Point annotation records:
----
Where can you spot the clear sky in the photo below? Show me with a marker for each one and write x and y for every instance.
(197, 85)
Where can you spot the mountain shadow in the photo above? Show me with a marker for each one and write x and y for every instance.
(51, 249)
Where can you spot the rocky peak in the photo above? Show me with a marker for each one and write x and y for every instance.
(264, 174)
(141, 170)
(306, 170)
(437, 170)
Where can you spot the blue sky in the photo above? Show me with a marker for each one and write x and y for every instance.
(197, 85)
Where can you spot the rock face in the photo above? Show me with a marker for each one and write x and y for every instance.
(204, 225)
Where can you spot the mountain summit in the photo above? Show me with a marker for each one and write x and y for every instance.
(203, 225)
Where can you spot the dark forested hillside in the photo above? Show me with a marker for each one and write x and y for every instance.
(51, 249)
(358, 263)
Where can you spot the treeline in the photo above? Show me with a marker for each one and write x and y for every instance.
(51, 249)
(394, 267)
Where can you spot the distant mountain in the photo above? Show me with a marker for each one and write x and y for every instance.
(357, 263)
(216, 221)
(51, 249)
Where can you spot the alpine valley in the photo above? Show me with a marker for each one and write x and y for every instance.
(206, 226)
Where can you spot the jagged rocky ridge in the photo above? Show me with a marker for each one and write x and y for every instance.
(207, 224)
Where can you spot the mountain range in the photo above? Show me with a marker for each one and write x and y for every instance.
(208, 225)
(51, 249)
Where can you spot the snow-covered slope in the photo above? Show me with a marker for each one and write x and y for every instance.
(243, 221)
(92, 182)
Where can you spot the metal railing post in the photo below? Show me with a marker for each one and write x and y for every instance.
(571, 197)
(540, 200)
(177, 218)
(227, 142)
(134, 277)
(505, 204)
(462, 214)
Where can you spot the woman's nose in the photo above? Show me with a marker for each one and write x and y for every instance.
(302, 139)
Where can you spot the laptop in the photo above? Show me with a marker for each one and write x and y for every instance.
----
• **EXERCISE REQUIREMENTS**: Everything from the line with "Where can you spot the jagged" through the last line of the material above should be echoed exactly, and nothing else.

• **ANSWER TO THIS EXERCISE**:
Where can you spot the jagged rocky ridge in the photo above? Show me with a marker for each one and write x and y for every instance.
(207, 224)
Where can you spot the mountain range in the photo above? Show me with a marker for each one and write x and y for every instance.
(208, 225)
(51, 249)
Where can you spot the snow-covered slope in the photo above? Show me with a marker for each one and write x and y for every instance.
(243, 221)
(92, 182)
Where can you spot the metal railing post in the photo below? Show me with a marker for each one and write x and y for every instance.
(571, 197)
(540, 200)
(177, 218)
(227, 142)
(134, 277)
(505, 204)
(462, 214)
Where can you spot the woman's nose in the photo above? Show me with a marker for each one and write x and y for every instance.
(302, 139)
Where can you spot the laptop in the photo above? Show me with a marker for each one and write x and y for every instance.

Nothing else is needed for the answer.